**GOAL OF THE EXERCISE:** Copy each of the rows below character for character, leaving none out.

**SUPPLIED ENTRIES:**
▬▬▬▬▬▬

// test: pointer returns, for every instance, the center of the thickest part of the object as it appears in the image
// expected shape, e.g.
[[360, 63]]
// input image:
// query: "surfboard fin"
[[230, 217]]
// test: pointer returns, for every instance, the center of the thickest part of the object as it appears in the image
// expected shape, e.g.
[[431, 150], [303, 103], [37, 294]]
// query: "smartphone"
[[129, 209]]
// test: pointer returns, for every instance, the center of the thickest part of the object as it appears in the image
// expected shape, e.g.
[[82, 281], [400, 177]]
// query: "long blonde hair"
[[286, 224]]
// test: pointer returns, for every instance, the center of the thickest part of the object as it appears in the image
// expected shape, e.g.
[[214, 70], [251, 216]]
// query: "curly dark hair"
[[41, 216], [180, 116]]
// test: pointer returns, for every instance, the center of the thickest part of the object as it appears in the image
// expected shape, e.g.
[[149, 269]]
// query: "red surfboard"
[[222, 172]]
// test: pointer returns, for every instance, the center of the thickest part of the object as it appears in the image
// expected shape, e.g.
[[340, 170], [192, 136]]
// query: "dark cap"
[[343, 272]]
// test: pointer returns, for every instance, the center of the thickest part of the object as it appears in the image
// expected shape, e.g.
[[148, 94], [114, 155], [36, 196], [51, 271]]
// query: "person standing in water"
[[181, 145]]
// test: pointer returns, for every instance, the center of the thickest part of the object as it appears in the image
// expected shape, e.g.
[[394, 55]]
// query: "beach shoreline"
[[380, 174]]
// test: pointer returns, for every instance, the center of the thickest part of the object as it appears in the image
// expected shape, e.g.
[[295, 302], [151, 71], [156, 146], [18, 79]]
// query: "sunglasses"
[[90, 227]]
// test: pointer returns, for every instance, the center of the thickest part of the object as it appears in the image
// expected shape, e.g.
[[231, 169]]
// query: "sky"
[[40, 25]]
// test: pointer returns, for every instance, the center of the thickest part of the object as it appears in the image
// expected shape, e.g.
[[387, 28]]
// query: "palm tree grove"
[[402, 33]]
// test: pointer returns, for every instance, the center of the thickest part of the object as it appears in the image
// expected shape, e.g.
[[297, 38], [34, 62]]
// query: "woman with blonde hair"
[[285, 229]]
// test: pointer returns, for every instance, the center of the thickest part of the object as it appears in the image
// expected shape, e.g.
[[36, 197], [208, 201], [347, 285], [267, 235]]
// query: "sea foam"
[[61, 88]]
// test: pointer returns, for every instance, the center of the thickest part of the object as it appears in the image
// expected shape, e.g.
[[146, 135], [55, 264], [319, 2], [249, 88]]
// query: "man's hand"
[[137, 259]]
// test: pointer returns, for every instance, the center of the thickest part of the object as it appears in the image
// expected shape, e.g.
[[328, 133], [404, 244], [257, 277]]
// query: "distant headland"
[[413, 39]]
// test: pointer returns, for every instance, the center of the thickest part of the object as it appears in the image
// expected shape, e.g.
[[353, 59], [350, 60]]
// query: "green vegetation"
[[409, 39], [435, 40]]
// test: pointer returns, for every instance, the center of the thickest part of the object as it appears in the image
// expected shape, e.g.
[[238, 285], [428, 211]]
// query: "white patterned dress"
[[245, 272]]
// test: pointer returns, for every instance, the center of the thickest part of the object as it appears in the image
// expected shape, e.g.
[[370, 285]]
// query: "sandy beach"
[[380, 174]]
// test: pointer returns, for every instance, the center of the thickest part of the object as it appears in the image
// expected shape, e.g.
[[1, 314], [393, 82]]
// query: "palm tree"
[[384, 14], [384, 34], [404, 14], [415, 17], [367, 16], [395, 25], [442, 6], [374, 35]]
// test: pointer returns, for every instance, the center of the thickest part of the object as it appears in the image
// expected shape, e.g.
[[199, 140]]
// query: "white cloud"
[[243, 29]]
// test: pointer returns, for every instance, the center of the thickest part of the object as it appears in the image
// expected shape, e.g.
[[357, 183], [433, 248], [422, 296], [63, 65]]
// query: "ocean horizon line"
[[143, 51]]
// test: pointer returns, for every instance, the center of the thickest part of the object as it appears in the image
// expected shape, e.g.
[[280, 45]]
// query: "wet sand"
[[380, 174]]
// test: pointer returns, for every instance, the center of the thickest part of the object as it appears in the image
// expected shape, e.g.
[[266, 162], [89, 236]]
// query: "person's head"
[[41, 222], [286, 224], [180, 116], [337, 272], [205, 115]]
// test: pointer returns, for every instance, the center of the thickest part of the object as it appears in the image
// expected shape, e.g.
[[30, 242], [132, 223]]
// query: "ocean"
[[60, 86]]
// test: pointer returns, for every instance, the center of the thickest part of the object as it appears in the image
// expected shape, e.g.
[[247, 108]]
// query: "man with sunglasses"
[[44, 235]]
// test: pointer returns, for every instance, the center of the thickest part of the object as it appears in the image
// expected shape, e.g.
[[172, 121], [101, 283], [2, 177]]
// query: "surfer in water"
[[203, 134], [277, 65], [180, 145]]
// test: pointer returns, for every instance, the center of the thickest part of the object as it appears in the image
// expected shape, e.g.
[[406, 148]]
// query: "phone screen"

▬▬▬▬▬▬

**EXERCISE ANSWER:**
// test: pointer returns, for every instance, the center of the thickest part of the object as it appears in the image
// expected shape, e.g.
[[360, 63]]
// input image:
// query: "surfboard fin"
[[230, 217]]
// test: pointer returns, for every instance, the center of the thickest part of the object as it appears in the image
// expected shape, e.g.
[[431, 150], [303, 103], [37, 294]]
// query: "smartphone"
[[129, 209]]
// test: pointer returns, for every instance, the center of the thickest part of the object as it appears in the image
// expected shape, e.g.
[[82, 281], [400, 177]]
// query: "long blonde hair"
[[286, 224]]
// test: pointer returns, for every instance, the center of the thickest part of the object as it appears in the image
// expected shape, e.g.
[[214, 70], [251, 216]]
// query: "curly dark hair"
[[41, 216], [180, 116]]
// test: pointer returns, for every instance, the center of the thickest part of the object as it appears in the image
// expected shape, e.g.
[[149, 269]]
// query: "red surfboard"
[[222, 172]]
// test: pointer returns, for every instance, the center of the thickest part of the object as it appears in the image
// expected shape, e.g.
[[340, 170], [192, 136]]
// query: "dark cap"
[[343, 272]]
// test: pointer returns, for every instance, the center of the thickest part of the object as it appears in the image
// expected shape, e.g.
[[148, 94], [114, 155], [36, 196], [51, 271]]
// query: "person standing in water"
[[181, 145]]
// test: pointer returns, for every instance, the center of the thickest part of the object as it appears in the image
// expected shape, e.g.
[[394, 55]]
// query: "beach shoreline"
[[380, 174]]
// test: pointer returns, for every instance, the center of the thickest part of the object as it appears in the image
// expected shape, e.g.
[[295, 302], [151, 71], [156, 146], [18, 79]]
// query: "sunglasses"
[[90, 227]]
// test: pointer returns, for every instance, the center of the thickest part of the object as it appears in the image
// expected shape, e.g.
[[231, 169]]
// query: "sky"
[[40, 25]]
// test: pointer returns, for every instance, the center of the thickest part of the object as it appears in the image
// expected shape, e.g.
[[387, 28]]
// query: "palm tree grove"
[[402, 33]]
// test: pointer returns, for every instance, the center of the thickest part of the object as it appears in the image
// expected shape, e.g.
[[297, 38], [34, 62]]
// query: "woman with blonde hair"
[[285, 229]]
// test: pointer returns, for every instance, the center of the thickest part of the object as it appears in the image
// expected shape, e.g.
[[36, 197], [208, 201], [347, 285], [267, 235]]
// query: "sea foam"
[[61, 88]]
// test: pointer returns, for every instance, the center of the thickest part of the object as it appears in the image
// expected shape, e.g.
[[146, 135], [55, 264], [319, 2], [249, 88]]
// query: "man's hand"
[[137, 259]]
// test: pointer returns, for every instance, the center of the thickest part of the object as it appears in the image
// expected shape, e.g.
[[328, 133], [404, 244], [257, 277]]
// query: "distant headland"
[[413, 39]]
// test: pointer returns, for every instance, the center of the thickest part of the object as it appears in the image
// expected shape, e.g.
[[353, 59], [350, 60]]
// query: "green vegetation"
[[409, 39], [435, 40]]
// test: pointer returns, for every instance, the center of the thickest part of the object as it appears in the image
// expected shape, e.g.
[[238, 285], [428, 211]]
// query: "white patterned dress"
[[245, 272]]
// test: pointer returns, for every instance, the center of the thickest part of the object as it appears in the image
// expected shape, e.g.
[[370, 285]]
// query: "sandy beach"
[[380, 174]]
// test: pointer returns, for every instance, the center of the thickest part of the object as it appears in the image
// expected shape, e.g.
[[1, 314], [393, 82]]
// query: "palm tree"
[[384, 14], [384, 34], [404, 14], [415, 17], [367, 16], [395, 25], [442, 6], [374, 35]]
// test: pointer returns, for every instance, the center of the thickest part of the object as it appears in the image
// expected shape, e.g.
[[199, 140]]
// query: "white cloud"
[[243, 29]]
// test: pointer returns, for every instance, the center of the thickest part of the object as it appears in the image
// expected shape, e.g.
[[357, 183], [433, 248], [422, 296], [63, 65]]
// query: "ocean horizon line"
[[143, 51]]
// test: pointer returns, for every instance, the center of the thickest part of the object as it appears in the image
// expected shape, e.g.
[[280, 45]]
// query: "wet sand"
[[380, 174]]
// test: pointer returns, for every instance, the center of the thickest part of the object as it appears in the image
// expected shape, e.g.
[[266, 162], [89, 236]]
// query: "person's head"
[[41, 222], [286, 224], [180, 116], [337, 272], [205, 115]]
// test: pointer returns, for every instance, the center of the thickest part of the object as it appears in the image
// expected shape, e.g.
[[30, 242], [132, 223]]
// query: "ocean"
[[60, 86]]
// test: pointer returns, for every instance, the center of the thickest part of the object as it appears in the image
// expected shape, e.g.
[[247, 108]]
// query: "man with sunglasses"
[[44, 235]]
// test: pointer returns, for every instance, the center of the thickest part of the object as it appears in the image
// expected shape, e.g.
[[172, 121], [101, 283], [2, 177]]
// query: "surfer in water"
[[203, 134], [277, 65], [180, 145]]
// test: pointer returns, for every instance, the center of the thickest part of the object as it appears in the image
// expected shape, e.g.
[[406, 148]]
// query: "phone screen"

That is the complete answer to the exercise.